Here's a riddle for you, speaking of M. He dropped me off at work after lunch and came to pick me up at 4:22. How, then, did he beat me home by several minutes? (Answer behind a cut at the bottom of this entry to keep you from cheating right away.) Let me know if you guessed it.. on the honor system, I guess. :)

Today was really the first "normal" day at home since the move. We got home at approximately the right time, and didn't go anywhere. I cooked, and we ate dinner outside on the back porch. I guess I should mention that we ate outside, in June, and I made chili. No one ever said we were seasonally appropriate--perhaps I shouldn't mention that I was wearing sweat pants, too. It was the first use of the porch--we were, incidentally, the only ones outside during the entire time. It's been quite nice. I think I might even go to bed early tonight--sounds pretty good.

We're strongly strongly considering giving our fishies away--we just can't figure out where to put them. We need a cart of some sort, preferably on wheels so it can be pushed to a sink for cleaning, and I'm having a hard time motivating spending so much money on fish that we're not hugely excited about keeping. We had them on the kitchen counter before, in a section of unused space kind of in the living room--a foot from the kitchen sink. I brought it up today, but now I'm feeling guilty and thinking that we've had them for three and a half years, and they're nice fishies, and wouldn't it be sad to not have them anymore? I want them to live long and happy fish lives--but I can't help but think that it would be alright if they lived them somewhere else. I guess I'll be okay, however it turns out. We're not even sure if we can find anyone to take them.

+--

[REQUESTS]
• A. Translate this sentence from the journal entry into Spanish: "We're not even sure if we can find anyone to take them."
• B. Write out the part of the journal entry starting at "Here's a riddle" and ending at "tonight--sounds pretty good.", swapping "porch" for "patio".
• C. Extend the journal entry about the new home and the pet fish with a few more sentences that pick up after its final line.

[STORED RECORDS]
+--

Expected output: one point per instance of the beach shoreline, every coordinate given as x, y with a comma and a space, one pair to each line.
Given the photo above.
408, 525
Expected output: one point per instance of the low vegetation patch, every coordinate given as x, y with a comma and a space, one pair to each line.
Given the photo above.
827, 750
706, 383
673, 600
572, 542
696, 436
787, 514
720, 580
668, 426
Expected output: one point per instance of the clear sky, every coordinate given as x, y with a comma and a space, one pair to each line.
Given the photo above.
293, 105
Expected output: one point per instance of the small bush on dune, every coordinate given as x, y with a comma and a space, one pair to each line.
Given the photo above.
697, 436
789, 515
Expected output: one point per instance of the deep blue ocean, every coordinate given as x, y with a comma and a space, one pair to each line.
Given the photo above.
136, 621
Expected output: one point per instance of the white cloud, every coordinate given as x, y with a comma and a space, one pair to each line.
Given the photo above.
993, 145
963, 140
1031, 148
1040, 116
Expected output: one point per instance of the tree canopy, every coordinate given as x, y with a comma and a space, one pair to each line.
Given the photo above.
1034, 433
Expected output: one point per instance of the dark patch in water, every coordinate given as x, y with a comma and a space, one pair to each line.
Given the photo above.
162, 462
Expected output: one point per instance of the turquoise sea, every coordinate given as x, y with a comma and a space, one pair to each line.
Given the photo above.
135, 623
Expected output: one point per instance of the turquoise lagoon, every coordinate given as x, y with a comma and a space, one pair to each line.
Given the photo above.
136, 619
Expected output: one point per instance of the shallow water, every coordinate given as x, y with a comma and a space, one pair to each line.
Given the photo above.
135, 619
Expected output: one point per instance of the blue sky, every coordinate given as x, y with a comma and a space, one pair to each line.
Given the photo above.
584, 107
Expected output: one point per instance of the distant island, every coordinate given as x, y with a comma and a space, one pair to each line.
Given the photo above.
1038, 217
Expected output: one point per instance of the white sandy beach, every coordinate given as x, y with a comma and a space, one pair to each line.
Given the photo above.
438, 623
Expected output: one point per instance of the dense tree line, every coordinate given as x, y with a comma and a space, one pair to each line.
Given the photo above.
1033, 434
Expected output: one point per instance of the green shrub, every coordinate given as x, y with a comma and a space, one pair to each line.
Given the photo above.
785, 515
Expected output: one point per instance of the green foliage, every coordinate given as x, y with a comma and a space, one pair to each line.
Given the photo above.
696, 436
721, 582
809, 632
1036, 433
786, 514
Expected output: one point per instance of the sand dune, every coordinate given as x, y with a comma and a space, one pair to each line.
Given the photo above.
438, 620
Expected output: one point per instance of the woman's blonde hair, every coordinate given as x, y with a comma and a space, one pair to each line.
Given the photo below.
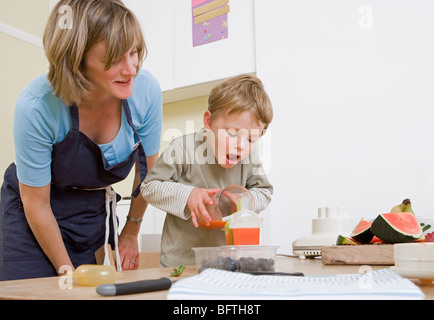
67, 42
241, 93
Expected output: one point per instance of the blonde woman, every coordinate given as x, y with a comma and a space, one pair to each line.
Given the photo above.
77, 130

+--

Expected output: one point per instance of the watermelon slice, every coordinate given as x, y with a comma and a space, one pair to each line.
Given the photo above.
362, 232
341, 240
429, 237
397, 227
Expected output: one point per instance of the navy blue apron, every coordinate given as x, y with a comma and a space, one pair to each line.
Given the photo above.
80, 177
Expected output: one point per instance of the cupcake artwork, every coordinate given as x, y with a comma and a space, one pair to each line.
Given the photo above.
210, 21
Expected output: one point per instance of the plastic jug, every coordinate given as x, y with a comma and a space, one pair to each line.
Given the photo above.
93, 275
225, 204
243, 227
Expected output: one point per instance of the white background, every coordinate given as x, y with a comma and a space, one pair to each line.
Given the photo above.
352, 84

+--

[EXPECTED RESPONSES]
• A. Ni siquiera estamos seguros de poder encontrar a alguien que se los lleve.

• B.
Here's a riddle for you, speaking of M. He dropped me off at work after lunch and came to pick me up at 4:22. How, then, did he beat me home by several minutes? (Answer behind a cut at the bottom of this entry to keep you from cheating right away.) Let me know if you guessed it.. on the honor system, I guess. :)

Today was really the first "normal" day at home since the move. We got home at approximately the right time, and didn't go anywhere. I cooked, and we ate dinner outside on the back patio. I guess I should mention that we ate outside, in June, and I made chili. No one ever said we were seasonally appropriate--perhaps I shouldn't mention that I was wearing sweat pants, too. It was the first use of the patio--we were, incidentally, the only ones outside during the entire time. It's been quite nice. I think I might even go to bed early tonight--sounds pretty good.

• C.
And now I think I'll take myself up on that offer of going to bed earlier than normal. I'm having some unspecific pain in the wisdom tooth and throat region--just enough to slightly feel sorry for myself but not enough to request sympathy from anyone else--even M, and I request sympathy from him for a multitude of stupid and worthless reasons. He's usually nice enough to accomodate me, too. I'll let him off the hook today, though, cause he wrote me a love letter last night and it was all kinds of excellent and sweet, so he gets a night off from catering to my crazy. Well. At least a reduced work load, if not a full night off. Let's not get carried away.